• PROBLEM REQUIREMENTS: In the composting text, after how many days is the compost finished?
═══ EXCERPT ═══
When hotels or private homes are developed, soil is usually taken from more fertile areas inside the island and transported to the development.
This costs money and threatens the ecological functioning of the areas where it is being extracted. We need to create our own soil, which also helps to deal with the issue of waste management.
For the Melia composting project, we are applying a technique where a good compost mix should contain a ratio of 40% nitrogen and 60% carbon. It is first turned every four days and then every second day. The temperature should not exceed 65 degrees Celsius in the compost heap, as this guarantees the highest amount of soil biology at the end of the process. After 18 days the compost is finished and then sieved. The finer materials are fed to worms, which enhances the compost with plant growth hormones to create more fertile soils for the development. Once multiplying in large quantities, these worms can also be fed to poultry (ducks, chicken, geese), or sold to fishermen. The bigger materials that are sieved out are used as mulch. Composting not only prevents the organic materials becoming useless when they are mixed with all other kinds of wastes in landfills, or even become hazardous when they are burned. Instead they are turned into a resource that provides the basis for a new development to raise its green infrastructure without extracting soil from other areas of the island. By using these natural methods to build soil instead of using chemical fertilizer, and by providing plant diversity, beneficial birds and insects will be attracted that will help to achieve the balance of the system.
"Look deep into Nature, and then you will understand everything better."
═══ RECORDED DATA ═══
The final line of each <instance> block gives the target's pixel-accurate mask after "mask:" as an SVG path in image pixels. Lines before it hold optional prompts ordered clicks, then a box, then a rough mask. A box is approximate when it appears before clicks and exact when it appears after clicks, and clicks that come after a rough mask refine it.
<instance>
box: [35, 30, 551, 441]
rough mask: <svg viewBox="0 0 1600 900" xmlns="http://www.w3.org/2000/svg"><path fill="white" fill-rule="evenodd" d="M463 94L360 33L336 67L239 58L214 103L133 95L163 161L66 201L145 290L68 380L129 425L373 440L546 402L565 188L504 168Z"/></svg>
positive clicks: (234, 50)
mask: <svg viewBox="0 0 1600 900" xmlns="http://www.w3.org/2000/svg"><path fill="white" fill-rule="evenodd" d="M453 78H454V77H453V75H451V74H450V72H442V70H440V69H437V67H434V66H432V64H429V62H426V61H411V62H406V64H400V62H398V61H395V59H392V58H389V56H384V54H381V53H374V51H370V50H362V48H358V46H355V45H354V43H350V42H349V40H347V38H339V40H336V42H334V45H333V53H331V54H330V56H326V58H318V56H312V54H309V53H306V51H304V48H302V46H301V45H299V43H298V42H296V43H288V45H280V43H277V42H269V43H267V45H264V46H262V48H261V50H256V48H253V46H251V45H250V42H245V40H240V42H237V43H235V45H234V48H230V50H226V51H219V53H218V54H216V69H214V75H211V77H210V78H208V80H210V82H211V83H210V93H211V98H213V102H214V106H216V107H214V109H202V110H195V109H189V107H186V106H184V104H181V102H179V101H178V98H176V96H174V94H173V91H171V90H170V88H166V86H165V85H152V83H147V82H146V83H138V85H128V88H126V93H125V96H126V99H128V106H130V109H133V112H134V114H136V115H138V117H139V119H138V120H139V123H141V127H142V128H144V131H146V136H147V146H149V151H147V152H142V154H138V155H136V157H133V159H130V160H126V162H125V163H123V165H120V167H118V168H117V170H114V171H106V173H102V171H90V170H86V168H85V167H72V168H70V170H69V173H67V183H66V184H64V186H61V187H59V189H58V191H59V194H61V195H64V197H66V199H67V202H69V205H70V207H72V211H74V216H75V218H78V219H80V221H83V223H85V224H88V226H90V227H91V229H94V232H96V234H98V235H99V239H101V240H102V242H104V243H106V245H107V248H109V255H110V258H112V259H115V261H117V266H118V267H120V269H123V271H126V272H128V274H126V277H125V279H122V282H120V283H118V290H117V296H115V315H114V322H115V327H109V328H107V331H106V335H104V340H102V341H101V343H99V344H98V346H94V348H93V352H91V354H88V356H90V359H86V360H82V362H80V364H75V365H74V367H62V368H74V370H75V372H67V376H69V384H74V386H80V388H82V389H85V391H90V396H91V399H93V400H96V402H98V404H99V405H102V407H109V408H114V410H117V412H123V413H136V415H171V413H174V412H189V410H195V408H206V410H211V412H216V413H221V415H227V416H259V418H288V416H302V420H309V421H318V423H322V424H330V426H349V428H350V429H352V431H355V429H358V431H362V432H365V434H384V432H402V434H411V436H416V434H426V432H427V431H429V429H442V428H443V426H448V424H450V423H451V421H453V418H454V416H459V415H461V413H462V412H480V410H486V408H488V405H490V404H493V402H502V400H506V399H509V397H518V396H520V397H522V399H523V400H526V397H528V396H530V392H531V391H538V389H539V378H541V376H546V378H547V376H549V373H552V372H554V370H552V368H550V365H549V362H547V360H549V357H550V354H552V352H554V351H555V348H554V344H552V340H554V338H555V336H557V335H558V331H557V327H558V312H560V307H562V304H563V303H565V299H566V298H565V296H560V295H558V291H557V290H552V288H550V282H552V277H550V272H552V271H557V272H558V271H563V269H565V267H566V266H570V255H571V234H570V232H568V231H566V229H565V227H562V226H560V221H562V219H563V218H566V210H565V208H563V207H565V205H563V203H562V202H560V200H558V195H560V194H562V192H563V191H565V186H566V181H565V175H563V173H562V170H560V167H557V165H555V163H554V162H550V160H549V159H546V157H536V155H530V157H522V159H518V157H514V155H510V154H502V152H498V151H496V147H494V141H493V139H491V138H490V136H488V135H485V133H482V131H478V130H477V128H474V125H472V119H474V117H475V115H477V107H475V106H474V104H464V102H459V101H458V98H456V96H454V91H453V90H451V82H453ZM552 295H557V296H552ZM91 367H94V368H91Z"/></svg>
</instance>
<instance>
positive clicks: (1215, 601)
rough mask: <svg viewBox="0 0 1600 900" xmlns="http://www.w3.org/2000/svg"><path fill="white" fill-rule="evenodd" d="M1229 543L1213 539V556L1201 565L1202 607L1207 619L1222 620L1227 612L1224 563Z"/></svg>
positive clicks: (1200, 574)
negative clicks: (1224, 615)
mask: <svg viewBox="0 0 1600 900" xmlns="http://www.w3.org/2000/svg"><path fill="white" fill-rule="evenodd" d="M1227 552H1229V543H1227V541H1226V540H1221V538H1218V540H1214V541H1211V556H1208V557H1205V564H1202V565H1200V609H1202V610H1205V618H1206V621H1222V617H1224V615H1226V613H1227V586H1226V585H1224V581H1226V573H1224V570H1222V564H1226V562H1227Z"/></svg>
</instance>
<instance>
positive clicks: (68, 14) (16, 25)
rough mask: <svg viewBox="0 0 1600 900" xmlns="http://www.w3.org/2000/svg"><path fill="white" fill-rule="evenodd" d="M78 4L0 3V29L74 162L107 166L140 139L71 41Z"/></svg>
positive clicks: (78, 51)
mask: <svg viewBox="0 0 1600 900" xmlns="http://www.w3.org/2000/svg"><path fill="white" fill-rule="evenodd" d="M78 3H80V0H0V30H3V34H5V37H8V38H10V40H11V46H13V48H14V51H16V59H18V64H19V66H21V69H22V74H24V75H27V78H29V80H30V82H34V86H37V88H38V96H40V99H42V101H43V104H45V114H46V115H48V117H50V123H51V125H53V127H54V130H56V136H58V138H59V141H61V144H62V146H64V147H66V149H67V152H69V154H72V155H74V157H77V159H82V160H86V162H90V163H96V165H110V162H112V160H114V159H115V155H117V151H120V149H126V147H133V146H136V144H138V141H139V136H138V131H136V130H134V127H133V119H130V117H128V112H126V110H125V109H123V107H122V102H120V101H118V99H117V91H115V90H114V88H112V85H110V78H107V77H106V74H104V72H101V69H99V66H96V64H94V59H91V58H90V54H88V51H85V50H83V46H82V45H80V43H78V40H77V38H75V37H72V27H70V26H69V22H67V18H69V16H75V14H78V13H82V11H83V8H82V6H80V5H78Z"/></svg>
═══
• PROBLEM SOLUTION: After 18 days.